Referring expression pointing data

- Opening Delimiter -

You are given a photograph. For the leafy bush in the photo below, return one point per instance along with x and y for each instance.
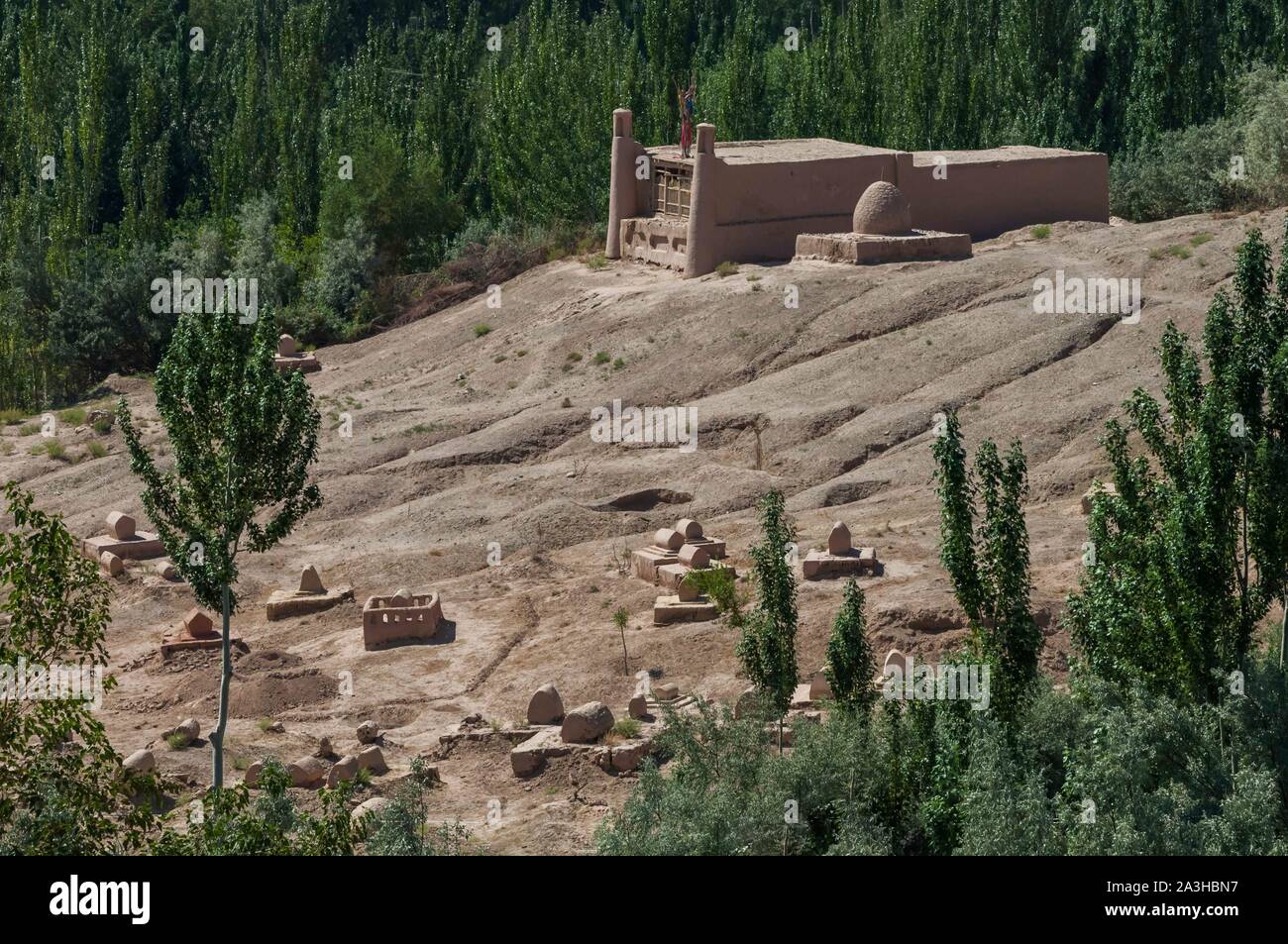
(233, 822)
(402, 828)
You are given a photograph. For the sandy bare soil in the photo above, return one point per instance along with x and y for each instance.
(460, 442)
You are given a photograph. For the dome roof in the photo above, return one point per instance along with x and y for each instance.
(883, 210)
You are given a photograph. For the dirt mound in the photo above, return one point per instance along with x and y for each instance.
(472, 471)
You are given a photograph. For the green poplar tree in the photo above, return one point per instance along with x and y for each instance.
(1193, 549)
(244, 437)
(990, 562)
(850, 666)
(768, 644)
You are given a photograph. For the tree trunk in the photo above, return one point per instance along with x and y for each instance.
(226, 678)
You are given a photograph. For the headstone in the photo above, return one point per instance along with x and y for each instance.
(669, 539)
(587, 724)
(545, 706)
(310, 582)
(344, 771)
(184, 733)
(121, 526)
(198, 625)
(373, 759)
(111, 563)
(368, 806)
(695, 557)
(307, 772)
(690, 528)
(141, 763)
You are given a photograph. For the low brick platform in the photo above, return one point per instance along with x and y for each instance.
(861, 249)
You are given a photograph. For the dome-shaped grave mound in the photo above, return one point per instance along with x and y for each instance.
(883, 210)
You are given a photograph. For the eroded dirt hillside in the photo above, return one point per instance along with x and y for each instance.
(462, 441)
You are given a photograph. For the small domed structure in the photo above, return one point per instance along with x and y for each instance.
(883, 210)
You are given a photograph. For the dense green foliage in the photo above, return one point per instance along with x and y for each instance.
(849, 665)
(243, 436)
(132, 145)
(1171, 738)
(53, 621)
(233, 822)
(990, 565)
(767, 647)
(1106, 772)
(1192, 552)
(403, 826)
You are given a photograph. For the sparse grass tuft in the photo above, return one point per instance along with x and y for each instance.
(626, 728)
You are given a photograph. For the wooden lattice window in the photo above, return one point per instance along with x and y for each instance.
(671, 189)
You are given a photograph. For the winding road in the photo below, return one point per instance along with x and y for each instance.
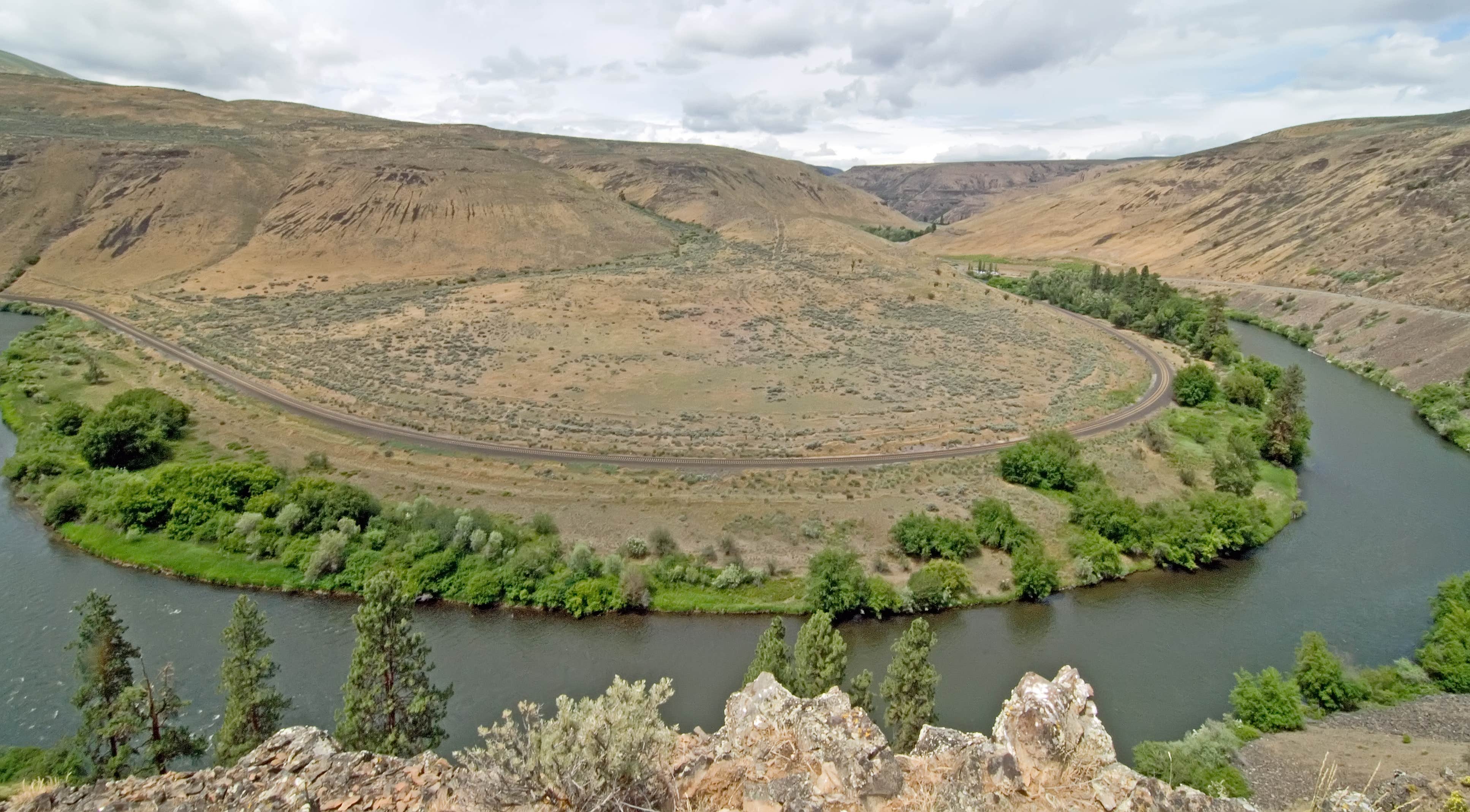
(1155, 398)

- Closing Delimiter -

What needs to be done
The answer must be the data above, repeated exactly, with no pictures.

Answer box
You are given a photograph. For the leafy bush in the photo below, return one point per instance along with x and y for each instance.
(233, 822)
(402, 828)
You are given a photograph. For the sandy bare soil in the photo above, return one point per instance along with x and y for each instance.
(460, 442)
You are given a photograph. For the dome roof in the photo above, return one point per instance along with x and y for each instance.
(883, 210)
You are given a photograph. For the dirt mound in the photo above, return one point per instance along with x and y for each instance.
(472, 471)
You are given a photograph. For the green poplar tree in the photo above, return one point per instance along with x and y for each instance.
(1193, 549)
(244, 437)
(990, 562)
(850, 666)
(768, 644)
You are given a photograph. For the tree trunk in the photo above, return one point per instance along with x and y for each instance.
(226, 678)
You are given a photograph. For the headstone in the photo above, return one point per instance along with x and y for each instance.
(669, 539)
(587, 724)
(545, 706)
(310, 582)
(344, 771)
(184, 733)
(121, 526)
(198, 625)
(373, 759)
(111, 563)
(368, 806)
(695, 557)
(307, 772)
(690, 528)
(141, 763)
You are given a photograph. For the low brick platform in the photo above, return one point per instance along with x and y for each instance.
(861, 249)
You are given a photograph. For the dome-shaped grave mound in the photo above, return one point per instance along with x and y for each instance.
(883, 210)
You are given a photograph. For the eroded dirt hillside in the photo above, return one point per instance along with x and y for each instance.
(462, 441)
You are given a photograph. For the small domed structure in the photo above, return one point per instance along with x and y for each instance.
(883, 210)
You are given a photograph. For the dense green foliage in the photo above, return one point per instance along with x and y for each instance.
(849, 665)
(243, 436)
(132, 145)
(1171, 738)
(53, 621)
(233, 822)
(990, 565)
(767, 647)
(1106, 772)
(1192, 552)
(403, 826)
You are given a photograph. For the sparse grass tuft in the photo above, return one point per instance along with x and y for each instance.
(626, 728)
You are given a photograph. For the wooden lattice window in the photo above, return one point per instance along with x and y for each instance.
(671, 189)
You are given a photograph. For the winding road in the photo below, return one point per instance along with x and y for each instance.
(1155, 398)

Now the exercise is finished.